_SUPPLIED PASSAGE_
□ □ □ □ □
|
Current Affairs News
Leaked Red Cross report sets up Bush team for international
war-crimes trial
A particularly telling report by the International Committee of
the Red Cross has been leaked that would surely figure
prominently in a potential Nuremberg trial.
by Nat Hentoff
(The Village Voice)
If and when there's the equivalent of an international Nuremberg
trial for the American perpetrators of crimes against humanity
in Guantánamo, Iraq, Afghanistan, and the CIA's secret prisons,
there will be mounds of evidence available from documented
international reports by human-rights organizations, including
an arm of the European parliament—as well as such deeply
footnoted books as Stephen Grey's Ghost Plane: The True Story of
the CIA Torture Program (St. Martin's Press) and Charlie
Savage's just-published Takeover: The Return of the Imperial
Presidency and the Subversion of American Democracy (Little,
Brown).
While the Democratic Congress has yet to begin a serious
investigation into what many European legislators already know
about American war crimes, a particularly telling report by the
International Committee of the Red Cross has been leaked that
would surely figure prominently in such a potential Nuremberg
trial. The Red Cross itself is bound to public silence
concerning the results of its human-rights probes of prisons
around the world—or else governments wouldn't let them in.
But The New Yorker's Jane Mayer has sources who have seen
accounts of the Red Cross interviews with inmates formerly held
in CIA secret prisons. In "The Black Sites" (August 13, The New
Yorker), Mayer also reveals the effect on our torturers of what
they do—on the orders of the president—to "protect American
values."
She quotes a former CIA officer: "When you cross over that line
of darkness, it's hard to come back. You lose your soul. You can
do your best to justify it, but . . . you can't go back to that
dark a place without it changing you."
Few average Americans have been changed, however, by what the
CIA does in our name. Blame that on the tight official secrecy
that continues over how the CIA extracts information. On July
20, the Bush administration issued a new executive order
authorizing the CIA to continue using these techniques—without
disclosing anything about them.
□ □ □ □ □
_ROWS_
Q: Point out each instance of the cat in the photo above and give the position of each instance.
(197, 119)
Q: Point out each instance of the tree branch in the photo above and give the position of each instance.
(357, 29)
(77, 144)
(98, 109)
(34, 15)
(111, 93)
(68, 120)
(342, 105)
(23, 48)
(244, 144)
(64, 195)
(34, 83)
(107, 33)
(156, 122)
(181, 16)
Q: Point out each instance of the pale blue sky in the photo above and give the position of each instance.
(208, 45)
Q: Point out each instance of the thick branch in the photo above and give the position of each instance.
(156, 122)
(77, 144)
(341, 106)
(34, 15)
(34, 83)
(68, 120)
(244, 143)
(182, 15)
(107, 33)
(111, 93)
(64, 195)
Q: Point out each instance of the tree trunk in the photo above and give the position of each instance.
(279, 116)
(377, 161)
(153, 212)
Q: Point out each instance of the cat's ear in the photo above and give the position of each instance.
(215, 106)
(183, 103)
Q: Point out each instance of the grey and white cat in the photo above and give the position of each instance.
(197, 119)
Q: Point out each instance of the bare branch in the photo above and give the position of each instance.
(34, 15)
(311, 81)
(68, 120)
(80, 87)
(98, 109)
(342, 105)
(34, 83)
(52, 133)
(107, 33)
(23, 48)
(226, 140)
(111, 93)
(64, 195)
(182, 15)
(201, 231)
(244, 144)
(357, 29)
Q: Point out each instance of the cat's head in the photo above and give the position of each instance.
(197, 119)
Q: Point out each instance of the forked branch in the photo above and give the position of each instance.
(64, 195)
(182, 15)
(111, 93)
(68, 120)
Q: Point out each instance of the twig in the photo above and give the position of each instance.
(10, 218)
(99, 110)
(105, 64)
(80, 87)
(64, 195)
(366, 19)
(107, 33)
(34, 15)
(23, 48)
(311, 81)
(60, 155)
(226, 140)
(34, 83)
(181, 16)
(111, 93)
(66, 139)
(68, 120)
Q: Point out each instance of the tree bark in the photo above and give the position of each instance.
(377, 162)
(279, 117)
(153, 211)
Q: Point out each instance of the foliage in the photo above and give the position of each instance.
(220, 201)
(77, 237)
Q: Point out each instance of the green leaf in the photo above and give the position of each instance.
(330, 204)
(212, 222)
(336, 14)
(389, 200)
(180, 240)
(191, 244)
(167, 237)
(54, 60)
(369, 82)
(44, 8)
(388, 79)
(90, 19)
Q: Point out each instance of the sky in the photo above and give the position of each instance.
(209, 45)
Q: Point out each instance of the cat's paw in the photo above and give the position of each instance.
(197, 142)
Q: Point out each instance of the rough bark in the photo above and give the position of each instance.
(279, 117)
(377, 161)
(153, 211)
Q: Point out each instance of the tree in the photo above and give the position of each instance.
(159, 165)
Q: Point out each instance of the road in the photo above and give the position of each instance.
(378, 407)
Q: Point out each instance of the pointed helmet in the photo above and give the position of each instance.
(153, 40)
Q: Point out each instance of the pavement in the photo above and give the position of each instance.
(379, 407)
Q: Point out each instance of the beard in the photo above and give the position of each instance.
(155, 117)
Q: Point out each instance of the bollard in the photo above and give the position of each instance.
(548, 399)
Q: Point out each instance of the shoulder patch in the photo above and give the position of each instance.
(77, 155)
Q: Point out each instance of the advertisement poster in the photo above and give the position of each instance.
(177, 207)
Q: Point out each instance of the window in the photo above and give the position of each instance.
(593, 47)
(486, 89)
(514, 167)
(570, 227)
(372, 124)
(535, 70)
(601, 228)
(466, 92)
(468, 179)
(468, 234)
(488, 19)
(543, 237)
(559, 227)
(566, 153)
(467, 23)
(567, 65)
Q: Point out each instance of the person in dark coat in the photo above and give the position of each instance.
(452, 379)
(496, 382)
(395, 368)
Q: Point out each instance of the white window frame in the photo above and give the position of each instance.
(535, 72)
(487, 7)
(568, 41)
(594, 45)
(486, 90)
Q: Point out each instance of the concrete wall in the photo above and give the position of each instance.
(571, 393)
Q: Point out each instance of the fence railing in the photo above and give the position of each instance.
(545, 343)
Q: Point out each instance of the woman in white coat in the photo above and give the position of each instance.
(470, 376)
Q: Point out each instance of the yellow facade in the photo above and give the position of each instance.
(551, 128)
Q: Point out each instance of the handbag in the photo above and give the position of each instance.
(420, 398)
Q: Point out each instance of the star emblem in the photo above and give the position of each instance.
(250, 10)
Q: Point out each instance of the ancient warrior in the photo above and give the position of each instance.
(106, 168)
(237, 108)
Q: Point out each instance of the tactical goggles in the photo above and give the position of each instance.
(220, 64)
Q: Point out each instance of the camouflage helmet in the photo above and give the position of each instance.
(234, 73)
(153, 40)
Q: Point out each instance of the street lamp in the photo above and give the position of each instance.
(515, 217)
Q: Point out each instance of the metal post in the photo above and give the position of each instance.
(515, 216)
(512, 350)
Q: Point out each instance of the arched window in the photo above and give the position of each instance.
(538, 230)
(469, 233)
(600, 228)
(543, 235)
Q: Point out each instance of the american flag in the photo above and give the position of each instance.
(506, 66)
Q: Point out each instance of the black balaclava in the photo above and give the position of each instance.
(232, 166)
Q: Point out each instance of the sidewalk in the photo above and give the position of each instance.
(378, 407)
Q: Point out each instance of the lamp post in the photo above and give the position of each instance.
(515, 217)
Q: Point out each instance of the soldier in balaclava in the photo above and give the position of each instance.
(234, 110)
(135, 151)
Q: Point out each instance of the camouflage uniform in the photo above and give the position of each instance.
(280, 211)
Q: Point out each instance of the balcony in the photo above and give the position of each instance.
□ □ □ □ □
_GIVEN TASK 1_
Do these statements agree with the article on the leaked Red Cross report? Answer yes or no for each, and quote the article's deciding words. (a) The Red Cross must keep public silence about the results of its human-rights probes of prisons. (b) The Democratic Congress has already begun a serious investigation into American war crimes. (c) The July 20 executive order disclosed the techniques the CIA may use.
_GIVEN TASK 2_
Carry on the article on the leaked Red Cross report after its last sentence.

_EXERCISE ANSWER 1_
(a) Yes: "The Red Cross itself is bound to public silence concerning the results of its human-rights probes of prisons around the world"
(b) No: "the Democratic Congress has yet to begin a serious investigation"
(c) No: "authorizing the CIA to continue using these techniques—without disclosing anything about them"

_EXERCISE ANSWER 2_
If we, the people, are ultimately condemned by a world court for
our complicity and silence in these war crimes, we can always
try to echo those Germans who claimed not to know what Hitler
and his enforcers were doing. But in Nazi Germany, people had no
way of insisting on finding out what happened to their
disappeared neighbors.
We, however, have the right and the power to insist that
Congress discover and reveal the details of the torture and
other brutalities that the CIA has been inflicting in our name
on terrorism suspects.
Only one congressman, Oregon's Democratic senator Ron Wyden, has
insisted on probing the legality of the CIA's techniques—so much
so that Wyden has blocked the appointment of Bush's nominee,
John Rizzo, from becoming the CIA's top lawyer. Rizzo, a CIA
official since 2002, has said publicly that he didn't object to
the Justice Department's 2002 "torture" memos, which allowed the
infliction of pain unless it caused such injuries as "organ
failure . . . or even death." (Any infliction of pain up to that
point was deemed not un-American.) Mr. Rizzo would make a key
witness in any future Nuremberg trial.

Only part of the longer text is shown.